## Tâches à réaliser
a) Résumez le passage à examiner en deux phrases.
b) Transcrivez le passage à examiner de « Le Conseil national » à « le Ottawa Citizen. ».
c) D'après le passage à examiner, dans quelle section et dans quelle édition imprimée du Citizen l'organisme de presse a-t-il publié une note de la rédaction ?

Dans le même temps, le CNM accepte la déclaration de l’organisation de presse selon laquelle elle a procédé à un examen approprié de l’image avant de la publier. En examinant l’image en question, le CNM n’a pas observé de détails de nature graphique ou de preuves qui pourraient raisonnablement servir à identifier la victime à partir de l’angle et de la distance auxquels le véhicule a été photographié. Le CNM soutient donc l’opinion selon laquelle aucun spectateur ordinaire de la photographie ne serait en mesure d’identifier la victime impliquée dans l’accident.

Bien que le Conseil soit d’avis que la publication originale de l’image n’indique pas une violation des normes journalistiques, il reconnaît les efforts de l’organisme de presse pour mettre à jour l’image par compassion pour la famille de la personne décédée. Le CNM reconnaît que, même si le plaignant n’est pas satisfait des mesures prises dans ce cas, le fait de prendre des mesures pour des raisons de compassion est à la discrétion de l’organisme de presse et peut contribuer grandement à répondre aux préoccupations des lecteurs, le cas échéant.

Pour les raisons exposées ci-dessus, le Conseil a rejeté la plainte relative à la publication inappropriée d’une image.


2021-79 : Yonson vs Ottawa Citizen

18 novembre 2021 – pour diffusion immédiate

Le Conseil national des médias du Canada a examiné et constaté que des mesures correctives ont été prises pour répondre à une plainte concernant une déclaration inexacte dans une colonne d’opinion du 22 septembre, intitulée « Status quo election shows Canada is not a divided nation » (L’élection ‘statu quo’ montre que le Canada n’est pas une nation divisée), publiée par le Ottawa Citizen.

La chronique d’opinion soutenait que les récentes élections étaient « inutiles » et reflétaient la satisfaction des Canadiens à l’égard du « statu quo ».

Doug Yonson a déposé une plainte auprès du CNM indiquant que l’affirmation de l’article d’opinion selon laquelle l’élection fédérale de septembre 2021 « a produit le plus faible taux de participation jamais enregistré » était incorrecte. Le plaignant a cité les chiffres de la participation électorale figurant sur le site Web d’Élections Canada pour étayer ce fait. Le plaignant a également fait valoir que l’inexactitude de l’affirmation sapait l’argument de la chronique.

L’organisme de presse a répondu à la plainte en déclarant que les rapports initiaux de la nuit d’élection avaient suggéré que l’élection se traduirait par le taux de participation le plus bas de l’histoire du Canada. Cependant, une fois que les bulletins de vote par correspondance ont été comptés, le chiffre s’est avéré plus élevé et reflétait plutôt « l’un des taux de participation les plus bas », ont-ils déclaré.

L’organisme de presse a rapidement corrigé l’affirmation de la chronique, en déclarant que l’élection a produit « l’un des taux de participation les plus bas de l’histoire », et a ajouté une note de la rédaction à l’article pour avertir les lecteurs de ce changement. Il a également publié une note de la rédaction dans la section Opinion de l’édition imprimée du Citizen du 15 octobre pour informer les lecteurs de la mise à jour des informations.

Le plaignant a souligné que la note de l’éditeur, tant en ligne que sur papier, comprenait un chiffre inexact indiquant que l’élection de 2021 avait connu un taux de participation de « 67 % ».

## Enregistrements fournis

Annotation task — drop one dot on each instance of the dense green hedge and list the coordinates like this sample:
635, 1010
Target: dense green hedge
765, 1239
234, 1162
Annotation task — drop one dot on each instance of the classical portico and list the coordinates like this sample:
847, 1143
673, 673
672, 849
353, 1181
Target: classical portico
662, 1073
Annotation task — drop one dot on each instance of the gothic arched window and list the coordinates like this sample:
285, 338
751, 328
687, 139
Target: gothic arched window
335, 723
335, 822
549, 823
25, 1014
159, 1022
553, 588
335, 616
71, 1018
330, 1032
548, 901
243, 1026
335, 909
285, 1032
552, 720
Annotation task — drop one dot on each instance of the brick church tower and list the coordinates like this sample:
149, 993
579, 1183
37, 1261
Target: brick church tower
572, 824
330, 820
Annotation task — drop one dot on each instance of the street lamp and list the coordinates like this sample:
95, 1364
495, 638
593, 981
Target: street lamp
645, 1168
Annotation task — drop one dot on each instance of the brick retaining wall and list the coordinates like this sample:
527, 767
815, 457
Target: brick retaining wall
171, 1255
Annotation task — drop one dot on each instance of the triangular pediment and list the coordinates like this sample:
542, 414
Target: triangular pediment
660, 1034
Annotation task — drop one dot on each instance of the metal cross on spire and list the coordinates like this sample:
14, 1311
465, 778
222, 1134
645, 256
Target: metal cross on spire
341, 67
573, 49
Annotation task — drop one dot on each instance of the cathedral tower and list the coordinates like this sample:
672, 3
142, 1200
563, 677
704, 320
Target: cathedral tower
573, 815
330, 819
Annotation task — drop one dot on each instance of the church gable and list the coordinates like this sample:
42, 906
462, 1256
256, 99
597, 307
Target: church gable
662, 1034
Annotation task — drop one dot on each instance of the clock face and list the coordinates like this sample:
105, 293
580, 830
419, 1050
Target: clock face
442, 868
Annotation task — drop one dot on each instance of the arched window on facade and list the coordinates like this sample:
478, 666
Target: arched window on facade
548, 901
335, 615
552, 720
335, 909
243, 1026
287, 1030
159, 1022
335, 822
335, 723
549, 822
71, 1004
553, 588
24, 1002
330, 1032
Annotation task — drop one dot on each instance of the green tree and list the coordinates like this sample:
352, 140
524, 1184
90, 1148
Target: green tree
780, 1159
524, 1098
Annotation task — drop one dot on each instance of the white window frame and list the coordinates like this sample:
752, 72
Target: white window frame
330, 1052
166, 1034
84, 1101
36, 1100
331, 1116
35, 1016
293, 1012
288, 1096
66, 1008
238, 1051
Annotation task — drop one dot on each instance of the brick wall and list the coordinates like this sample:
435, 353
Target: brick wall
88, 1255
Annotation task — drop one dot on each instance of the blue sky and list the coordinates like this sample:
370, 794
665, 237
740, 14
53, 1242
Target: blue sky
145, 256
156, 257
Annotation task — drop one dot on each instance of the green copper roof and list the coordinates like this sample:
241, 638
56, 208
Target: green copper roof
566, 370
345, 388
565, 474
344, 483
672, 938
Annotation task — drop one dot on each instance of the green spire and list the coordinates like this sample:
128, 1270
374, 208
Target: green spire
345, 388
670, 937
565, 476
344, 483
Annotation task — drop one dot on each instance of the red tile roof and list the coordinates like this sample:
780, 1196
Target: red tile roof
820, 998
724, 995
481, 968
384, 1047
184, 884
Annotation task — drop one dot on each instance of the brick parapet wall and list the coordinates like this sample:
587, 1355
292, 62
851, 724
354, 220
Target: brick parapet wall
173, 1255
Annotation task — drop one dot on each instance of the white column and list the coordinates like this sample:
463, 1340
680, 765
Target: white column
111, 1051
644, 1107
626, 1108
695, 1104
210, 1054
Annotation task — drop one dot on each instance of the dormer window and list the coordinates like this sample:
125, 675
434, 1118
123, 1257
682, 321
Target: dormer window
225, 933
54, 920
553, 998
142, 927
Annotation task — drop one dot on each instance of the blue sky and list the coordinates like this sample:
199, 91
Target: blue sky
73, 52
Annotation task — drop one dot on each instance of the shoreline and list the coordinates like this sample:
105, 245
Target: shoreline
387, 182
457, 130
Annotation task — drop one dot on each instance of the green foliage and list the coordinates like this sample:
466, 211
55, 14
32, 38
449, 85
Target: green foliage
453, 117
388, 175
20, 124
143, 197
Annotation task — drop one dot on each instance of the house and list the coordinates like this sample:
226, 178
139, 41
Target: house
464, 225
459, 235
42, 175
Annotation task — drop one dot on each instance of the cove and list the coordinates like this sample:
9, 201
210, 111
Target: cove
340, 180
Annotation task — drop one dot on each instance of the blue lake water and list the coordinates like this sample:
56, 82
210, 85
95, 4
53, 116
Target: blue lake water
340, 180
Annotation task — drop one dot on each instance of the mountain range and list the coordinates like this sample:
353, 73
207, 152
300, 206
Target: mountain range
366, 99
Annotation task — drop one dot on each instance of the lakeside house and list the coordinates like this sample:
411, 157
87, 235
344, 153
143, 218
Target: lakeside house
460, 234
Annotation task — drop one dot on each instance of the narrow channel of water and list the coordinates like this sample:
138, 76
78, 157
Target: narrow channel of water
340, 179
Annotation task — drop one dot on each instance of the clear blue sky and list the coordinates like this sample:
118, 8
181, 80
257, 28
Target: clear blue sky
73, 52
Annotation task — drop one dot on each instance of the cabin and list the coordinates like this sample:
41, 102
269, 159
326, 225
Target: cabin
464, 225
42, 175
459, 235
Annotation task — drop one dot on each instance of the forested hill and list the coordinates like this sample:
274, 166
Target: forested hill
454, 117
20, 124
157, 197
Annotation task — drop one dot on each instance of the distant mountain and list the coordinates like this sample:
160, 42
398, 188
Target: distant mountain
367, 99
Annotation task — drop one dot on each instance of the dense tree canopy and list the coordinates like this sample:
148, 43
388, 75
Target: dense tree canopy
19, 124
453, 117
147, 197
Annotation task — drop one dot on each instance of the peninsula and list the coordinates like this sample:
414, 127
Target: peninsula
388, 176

## Réponses par tâche
a) Le Conseil a rejeté une plainte relative à la publication inappropriée d'une image, estimant qu'aucun spectateur ordinaire ne pourrait identifier la victime de l'accident, tout en reconnaissant les efforts de l'organisme de presse pour mettre à jour l'image par compassion pour la famille. Dans l'affaire Yonson contre l'Ottawa Citizen, le CNM a constaté que des mesures correctives avaient été prises après une plainte visant l'affirmation d'une chronique d'opinion selon laquelle l'élection fédérale de septembre 2021 avait produit le plus faible taux de participation jamais enregistré.

b)
Le Conseil national des médias du Canada a examiné et constaté que des mesures correctives ont été prises pour répondre à une plainte concernant une déclaration inexacte dans une colonne d’opinion du 22 septembre, intitulée « Status quo election shows Canada is not a divided nation » (L’élection ‘statu quo’ montre que le Canada n’est pas une nation divisée), publiée par le Ottawa Citizen.

c) Dans la section Opinion de l'édition imprimée du 15 octobre.